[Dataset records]
• • •

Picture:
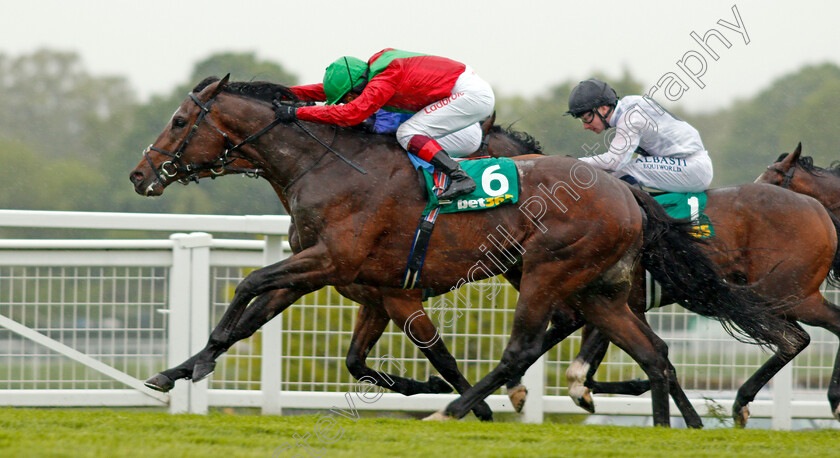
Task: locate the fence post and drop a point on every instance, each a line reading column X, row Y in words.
column 199, row 245
column 272, row 341
column 178, row 321
column 534, row 380
column 189, row 314
column 782, row 396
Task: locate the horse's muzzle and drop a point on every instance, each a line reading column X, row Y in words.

• • •

WRITTEN INSTRUCTION:
Can you rewrite every line of the records above as a JSON list of strings, one string per line, with blank lines dropped? Leave the pictures out of your answer.

COMPLETED EXERCISE:
[
  "Picture:",
  "Task: locate the fence post and drop a point on every instance, each a line reading column X, row Y in words.",
  "column 199, row 245",
  "column 272, row 341",
  "column 178, row 321",
  "column 534, row 380",
  "column 189, row 314",
  "column 782, row 396",
  "Task: locate the horse's muzzle and drop a point on every instance, each a line reading column X, row Y in words."
]